◆ TEXTAUSSCHNITT
- - - -
Mein Deutschland:Russische Punkte sammeln

Guido Westerwelle reist als Schlüsselminister nach Kaliningrad.

Andrey Kobyakov

In der russischen Ostsee-Exklave Kaliningrad (Königsberg) soll am heutigen Samstag ein Treffen von Guido Westerwelle, Radoslaw Sikorski und Sergej Lawrow stattfinden. Die Außenminister Deutschlands, Polens und Russlands hätten sich eigentlich schon am 5. Mai zu Konsultationen zusammenfinden sollen, doch gab es Terminprobleme. Natürlich hat sich die außenpolitische Konstellation im deutsch-polnisch-russischen Dreieck während dieser Zeit nicht geändert. Doch das Image einer der teilnehmenden Personen sieht seither schon ein wenig anders aus: Guido Westerwelle reist ins ehemalige Königsberg zwar immer noch als Schlüsselminister, aber nicht mehr als Chef einer Regierungspartei und Vize-Kanzler.

Außenminister Westerwelle besucht Kaliningrad

Bundesaußenminister Guido Westerwelle (FDP, l-r), der Außenminister Polens, Radoslaw Sikorski, und der Außenminister der russischen Föderation, Sergej Wiktorowitsch Lawrow, legten am 21. Mai 2011 im russischen Kaliningrad (Königsberg) an der Gedenkstätte für die 1.200 Gardisten Blumen nieder. Auf dem Besuchsprogramm des ersten Trilateralen Treffens der Außenminister stand neben dem Besuch des Denkmals ein Treffen mit Studenten der Kant-Universität und eine Besichtigung des Königsberger Doms.

(Foto: dpa)

Es gibt wohl kein anderes Land, dessen Innenpolitik das Establishment in Russland so aufmerksam verfolgt wie Deutschland. Die Bundestagswahlen beispielsweise sind in Moskau immer von großem Interesse: Der Kreml soll ja künftige Korrekturen seiner Außenpolitik rechtzeitig kalkulieren können. Vor zwei Jahren bereitete man Guido Westerwelle in Moskau bei seinem ersten Besuch keinen besonders herzlichen Empfang. Denn bevor er ins Amt kam, hatte er keinen Hehl aus seinen Antipathien zur Ostsee-Pipeline gemacht und Russland im Bereich der Menschenrechte hart kritisiert. Ein weiterer Grund für den kühlen Empfang im Kreml bestand darin, dass Westerwelle in Russland als pro-amerikanischer Politiker galt.
- - - -
◆ ARBEITSAUFTRÄGE
1. An welchem Tag hätten sich die drei Außenminister laut dem Textausschnitt ursprünglich treffen sollen?
2. Erkläre mit dem Textausschnitt in ein bis drei Sätzen, warum Westerwelle bei seinem ersten Besuch in Moskau nicht besonders herzlich empfangen wurde.
3. Wiederhole aus dem Textausschnitt wortgetreu alles von "Mein Deutschland:Russische Punkte" bis hinunter zu "einer Regierungspartei und Vize-Kanzler.".
- - - -
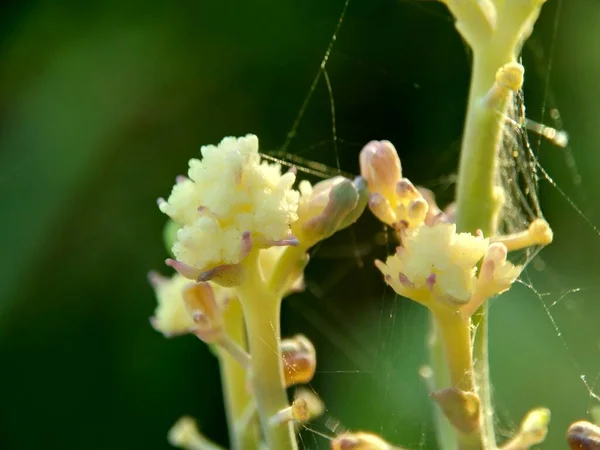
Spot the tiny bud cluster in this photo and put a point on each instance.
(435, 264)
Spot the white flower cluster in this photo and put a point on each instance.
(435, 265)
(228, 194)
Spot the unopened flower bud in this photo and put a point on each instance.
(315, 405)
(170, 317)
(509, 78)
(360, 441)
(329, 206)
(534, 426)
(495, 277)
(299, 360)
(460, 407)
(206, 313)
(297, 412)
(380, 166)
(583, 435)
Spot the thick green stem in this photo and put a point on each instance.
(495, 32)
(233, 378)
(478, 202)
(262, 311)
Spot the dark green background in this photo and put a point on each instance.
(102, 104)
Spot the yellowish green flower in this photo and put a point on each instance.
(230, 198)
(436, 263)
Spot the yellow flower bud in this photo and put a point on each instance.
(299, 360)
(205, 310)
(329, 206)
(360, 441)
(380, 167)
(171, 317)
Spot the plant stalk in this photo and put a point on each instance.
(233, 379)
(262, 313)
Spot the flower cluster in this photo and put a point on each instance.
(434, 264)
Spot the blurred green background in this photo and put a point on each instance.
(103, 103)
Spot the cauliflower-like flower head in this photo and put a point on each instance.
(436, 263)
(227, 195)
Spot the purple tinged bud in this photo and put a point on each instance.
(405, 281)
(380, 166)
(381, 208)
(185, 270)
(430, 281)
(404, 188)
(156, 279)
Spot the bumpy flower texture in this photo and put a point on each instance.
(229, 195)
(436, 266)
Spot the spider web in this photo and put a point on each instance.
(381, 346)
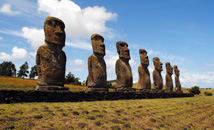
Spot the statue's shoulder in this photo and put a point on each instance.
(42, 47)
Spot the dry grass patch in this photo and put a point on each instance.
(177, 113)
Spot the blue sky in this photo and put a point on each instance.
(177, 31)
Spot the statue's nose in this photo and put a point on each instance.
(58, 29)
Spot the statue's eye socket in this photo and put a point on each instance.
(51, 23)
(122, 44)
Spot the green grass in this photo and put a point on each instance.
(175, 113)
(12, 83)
- - - -
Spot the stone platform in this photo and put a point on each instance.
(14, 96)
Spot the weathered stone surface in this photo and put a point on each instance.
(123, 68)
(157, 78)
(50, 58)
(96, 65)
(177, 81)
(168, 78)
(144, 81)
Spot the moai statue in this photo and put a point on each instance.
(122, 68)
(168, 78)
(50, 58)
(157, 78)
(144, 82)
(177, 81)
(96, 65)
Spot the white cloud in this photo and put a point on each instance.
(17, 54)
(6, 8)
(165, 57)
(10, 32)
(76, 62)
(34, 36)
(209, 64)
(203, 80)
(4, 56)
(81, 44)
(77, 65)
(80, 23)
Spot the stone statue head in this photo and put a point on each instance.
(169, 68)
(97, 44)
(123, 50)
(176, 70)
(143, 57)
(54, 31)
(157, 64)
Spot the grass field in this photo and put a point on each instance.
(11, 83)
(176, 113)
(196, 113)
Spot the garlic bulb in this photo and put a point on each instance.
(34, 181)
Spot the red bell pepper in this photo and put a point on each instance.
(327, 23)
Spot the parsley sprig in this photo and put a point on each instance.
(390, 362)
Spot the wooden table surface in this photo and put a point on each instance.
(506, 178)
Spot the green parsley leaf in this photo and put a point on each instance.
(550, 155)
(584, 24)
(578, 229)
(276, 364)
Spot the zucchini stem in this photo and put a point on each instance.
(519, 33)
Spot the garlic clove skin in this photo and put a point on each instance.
- - - -
◆ LÖSUNGEN
1. Am 5. Mai.

2. Vor seinem Amtsantritt hatte er offen gezeigt, dass er die Ostsee-Pipeline ablehnt, und Russland wegen der Menschenrechte hart kritisiert. Außerdem galt er in Russland als pro-amerikanischer Politiker.

3.
Mein Deutschland:Russische Punkte sammeln

Guido Westerwelle reist als Schlüsselminister nach Kaliningrad.

Andrey Kobyakov

In der russischen Ostsee-Exklave Kaliningrad (Königsberg) soll am heutigen Samstag ein Treffen von Guido Westerwelle, Radoslaw Sikorski und Sergej Lawrow stattfinden. Die Außenminister Deutschlands, Polens und Russlands hätten sich eigentlich schon am 5. Mai zu Konsultationen zusammenfinden sollen, doch gab es Terminprobleme. Natürlich hat sich die außenpolitische Konstellation im deutsch-polnisch-russischen Dreieck während dieser Zeit nicht geändert. Doch das Image einer der teilnehmenden Personen sieht seither schon ein wenig anders aus: Guido Westerwelle reist ins ehemalige Königsberg zwar immer noch als Schlüsselminister, aber nicht mehr als Chef einer Regierungspartei und Vize-Kanzler.